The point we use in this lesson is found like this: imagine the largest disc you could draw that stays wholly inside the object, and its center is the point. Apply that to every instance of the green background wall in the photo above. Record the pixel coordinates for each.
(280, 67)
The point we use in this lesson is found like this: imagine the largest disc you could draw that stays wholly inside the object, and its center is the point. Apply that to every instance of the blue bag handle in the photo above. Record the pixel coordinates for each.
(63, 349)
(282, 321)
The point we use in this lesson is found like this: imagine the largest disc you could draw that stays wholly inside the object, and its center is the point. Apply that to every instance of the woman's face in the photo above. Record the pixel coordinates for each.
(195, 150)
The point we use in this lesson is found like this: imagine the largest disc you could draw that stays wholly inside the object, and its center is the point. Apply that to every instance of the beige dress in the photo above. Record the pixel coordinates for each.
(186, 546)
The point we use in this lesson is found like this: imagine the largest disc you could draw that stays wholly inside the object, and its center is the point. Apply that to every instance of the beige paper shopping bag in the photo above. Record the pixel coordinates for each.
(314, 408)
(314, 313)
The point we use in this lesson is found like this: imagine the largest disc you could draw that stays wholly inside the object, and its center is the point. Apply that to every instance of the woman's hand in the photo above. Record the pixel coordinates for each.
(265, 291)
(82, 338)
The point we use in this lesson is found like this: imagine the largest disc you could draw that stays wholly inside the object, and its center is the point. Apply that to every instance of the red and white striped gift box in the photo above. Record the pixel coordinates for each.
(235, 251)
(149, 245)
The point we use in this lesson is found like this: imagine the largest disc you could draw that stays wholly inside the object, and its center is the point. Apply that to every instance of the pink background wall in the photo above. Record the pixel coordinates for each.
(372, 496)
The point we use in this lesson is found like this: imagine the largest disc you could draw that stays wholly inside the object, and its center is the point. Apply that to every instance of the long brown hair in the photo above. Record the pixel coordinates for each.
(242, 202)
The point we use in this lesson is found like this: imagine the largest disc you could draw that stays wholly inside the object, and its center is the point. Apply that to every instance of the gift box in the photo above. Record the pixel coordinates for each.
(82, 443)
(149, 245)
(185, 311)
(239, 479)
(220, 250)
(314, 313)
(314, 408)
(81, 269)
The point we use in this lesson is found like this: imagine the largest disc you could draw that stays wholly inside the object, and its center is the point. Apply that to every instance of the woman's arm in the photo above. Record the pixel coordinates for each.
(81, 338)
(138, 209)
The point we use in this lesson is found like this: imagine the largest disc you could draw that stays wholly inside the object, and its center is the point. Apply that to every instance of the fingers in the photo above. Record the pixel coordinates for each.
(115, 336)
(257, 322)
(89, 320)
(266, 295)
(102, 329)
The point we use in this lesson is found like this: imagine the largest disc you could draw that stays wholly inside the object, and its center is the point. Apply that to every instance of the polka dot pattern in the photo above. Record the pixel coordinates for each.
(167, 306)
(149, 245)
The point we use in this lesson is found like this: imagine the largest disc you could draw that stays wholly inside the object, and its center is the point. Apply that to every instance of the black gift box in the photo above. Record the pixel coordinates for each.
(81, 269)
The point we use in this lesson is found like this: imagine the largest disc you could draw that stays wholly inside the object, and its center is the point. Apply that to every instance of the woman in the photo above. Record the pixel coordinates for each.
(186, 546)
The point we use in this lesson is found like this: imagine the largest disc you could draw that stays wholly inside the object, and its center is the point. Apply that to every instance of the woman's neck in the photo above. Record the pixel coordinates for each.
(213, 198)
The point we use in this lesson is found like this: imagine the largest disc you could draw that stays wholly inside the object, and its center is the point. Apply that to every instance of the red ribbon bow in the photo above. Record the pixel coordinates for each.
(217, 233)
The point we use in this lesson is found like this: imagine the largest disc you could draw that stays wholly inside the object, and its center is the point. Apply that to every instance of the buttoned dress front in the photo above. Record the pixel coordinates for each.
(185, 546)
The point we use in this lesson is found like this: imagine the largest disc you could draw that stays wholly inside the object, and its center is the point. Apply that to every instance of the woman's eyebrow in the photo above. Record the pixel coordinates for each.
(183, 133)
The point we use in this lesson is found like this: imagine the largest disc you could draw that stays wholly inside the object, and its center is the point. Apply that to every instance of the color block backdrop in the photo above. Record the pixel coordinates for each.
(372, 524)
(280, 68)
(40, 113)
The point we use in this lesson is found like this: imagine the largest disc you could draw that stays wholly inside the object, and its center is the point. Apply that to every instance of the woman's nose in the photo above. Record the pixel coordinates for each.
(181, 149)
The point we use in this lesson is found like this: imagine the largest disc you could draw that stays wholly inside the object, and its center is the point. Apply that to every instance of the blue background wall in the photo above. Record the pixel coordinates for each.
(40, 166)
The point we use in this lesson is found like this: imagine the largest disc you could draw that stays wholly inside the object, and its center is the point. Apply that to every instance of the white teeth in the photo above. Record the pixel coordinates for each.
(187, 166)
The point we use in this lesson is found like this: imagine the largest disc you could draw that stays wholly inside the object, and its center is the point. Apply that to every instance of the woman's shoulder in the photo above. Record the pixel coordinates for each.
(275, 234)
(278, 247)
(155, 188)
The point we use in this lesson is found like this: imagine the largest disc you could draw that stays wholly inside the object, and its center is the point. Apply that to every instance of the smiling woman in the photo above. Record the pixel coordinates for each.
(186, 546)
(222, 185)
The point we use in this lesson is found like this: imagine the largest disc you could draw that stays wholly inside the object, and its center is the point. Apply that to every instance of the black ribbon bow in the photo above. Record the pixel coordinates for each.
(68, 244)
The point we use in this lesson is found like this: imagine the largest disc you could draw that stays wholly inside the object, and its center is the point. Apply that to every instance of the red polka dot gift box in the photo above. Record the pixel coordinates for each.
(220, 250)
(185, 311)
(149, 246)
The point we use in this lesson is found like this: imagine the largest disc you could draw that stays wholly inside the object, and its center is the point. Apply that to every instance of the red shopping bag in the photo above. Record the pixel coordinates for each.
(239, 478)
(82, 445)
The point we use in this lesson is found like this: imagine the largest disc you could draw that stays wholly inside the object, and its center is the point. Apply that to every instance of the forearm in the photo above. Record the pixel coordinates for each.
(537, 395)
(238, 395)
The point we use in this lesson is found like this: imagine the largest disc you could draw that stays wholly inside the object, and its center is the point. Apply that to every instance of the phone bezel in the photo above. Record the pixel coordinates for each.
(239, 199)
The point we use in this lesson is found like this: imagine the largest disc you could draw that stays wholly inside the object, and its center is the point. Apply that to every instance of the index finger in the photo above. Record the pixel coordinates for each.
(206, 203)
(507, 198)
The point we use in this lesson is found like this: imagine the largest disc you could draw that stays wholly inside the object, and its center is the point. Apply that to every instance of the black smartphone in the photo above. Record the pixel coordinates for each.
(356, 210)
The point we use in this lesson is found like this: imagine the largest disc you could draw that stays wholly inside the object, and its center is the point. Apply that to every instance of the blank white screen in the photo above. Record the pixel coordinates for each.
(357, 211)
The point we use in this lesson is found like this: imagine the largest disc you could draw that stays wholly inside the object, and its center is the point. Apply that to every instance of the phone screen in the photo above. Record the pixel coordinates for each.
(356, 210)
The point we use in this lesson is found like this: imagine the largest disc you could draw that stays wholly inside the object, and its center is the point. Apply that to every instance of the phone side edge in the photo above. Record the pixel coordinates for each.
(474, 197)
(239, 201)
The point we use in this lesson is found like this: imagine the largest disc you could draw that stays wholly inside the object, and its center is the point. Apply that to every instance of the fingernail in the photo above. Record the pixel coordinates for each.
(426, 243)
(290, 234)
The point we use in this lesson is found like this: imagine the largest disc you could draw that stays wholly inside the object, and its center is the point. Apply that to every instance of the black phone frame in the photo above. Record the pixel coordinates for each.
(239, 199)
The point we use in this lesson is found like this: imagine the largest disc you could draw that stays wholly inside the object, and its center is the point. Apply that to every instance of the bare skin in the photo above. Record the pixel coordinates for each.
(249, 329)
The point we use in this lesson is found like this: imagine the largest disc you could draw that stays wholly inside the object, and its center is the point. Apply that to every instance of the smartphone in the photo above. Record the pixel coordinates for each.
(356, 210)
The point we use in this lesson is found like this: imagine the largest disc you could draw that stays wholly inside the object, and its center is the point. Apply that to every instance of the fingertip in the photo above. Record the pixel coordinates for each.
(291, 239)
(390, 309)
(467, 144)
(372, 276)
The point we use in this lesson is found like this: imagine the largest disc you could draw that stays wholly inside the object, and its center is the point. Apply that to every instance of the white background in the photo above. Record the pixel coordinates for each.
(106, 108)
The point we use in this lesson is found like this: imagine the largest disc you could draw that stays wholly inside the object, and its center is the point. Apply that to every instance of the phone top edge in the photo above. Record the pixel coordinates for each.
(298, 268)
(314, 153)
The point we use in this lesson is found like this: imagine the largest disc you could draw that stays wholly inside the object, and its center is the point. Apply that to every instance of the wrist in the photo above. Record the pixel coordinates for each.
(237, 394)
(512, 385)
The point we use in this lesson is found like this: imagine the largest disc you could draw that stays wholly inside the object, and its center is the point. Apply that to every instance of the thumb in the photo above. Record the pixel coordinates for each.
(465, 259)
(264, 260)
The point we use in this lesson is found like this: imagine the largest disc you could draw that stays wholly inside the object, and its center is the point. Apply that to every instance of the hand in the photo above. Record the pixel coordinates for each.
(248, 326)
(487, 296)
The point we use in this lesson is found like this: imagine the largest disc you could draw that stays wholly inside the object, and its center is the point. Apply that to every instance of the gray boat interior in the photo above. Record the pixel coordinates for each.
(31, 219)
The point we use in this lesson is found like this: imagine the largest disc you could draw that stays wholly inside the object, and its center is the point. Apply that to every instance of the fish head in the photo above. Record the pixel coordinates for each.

◇ ◇ ◇ ◇

# [WHAT YOU WILL DO]
From the line holding "the white background" down to the final line above, quote every line exactly and only those lines.

# [RESPONSE BELOW]
The point we use in this lesson is found like this: imagine the largest disc you could draw that stays wholly inside the object, and its center is the point. Apply that to every instance of the white background in the photo above. Record the pixel coordinates for each.
(106, 108)
The point we use in this lesson is found like this: imagine the largest disc you could draw that stays wholly inside the object, and its center is the point. Apply that to every instance of the phone top edge in the photo above. Record the pixel coordinates for each.
(298, 268)
(314, 153)
The point we use in this lesson is found like this: imagine the largest disc you could draw that stays wholly inside the object, and its center is the point. Apply that to every instance of the wrist in the photo above. Record the pixel coordinates for each.
(237, 394)
(512, 385)
The point we use in this lesson is found like this: imagine the largest disc you could draw that stays wholly inside the object, and its center is the point. Apply that to every instance of the thumb in the photo above. Record the pixel coordinates for each.
(465, 259)
(264, 260)
The point we use in this lesson is found like this: imagine the largest disc you could draw that stays wholly inside the object, and its center is the point. Apply that to every instance of the hand in the photo above. Record the pixel coordinates for each.
(248, 326)
(487, 296)
The point we use in this lesson is found like this: imagine the largest disc you could draw that stays wholly inside the object, and its center is the point. Apply that to every instance of the gray boat interior in the photo above. Record the pixel coordinates for each.
(31, 219)
The point we use in this lesson is found like this: imagine the largest disc you could draw that stays wholly inside the object, and its center is the point. Apply that to every instance of the fish head in the photo above. Record the pixel coordinates for each.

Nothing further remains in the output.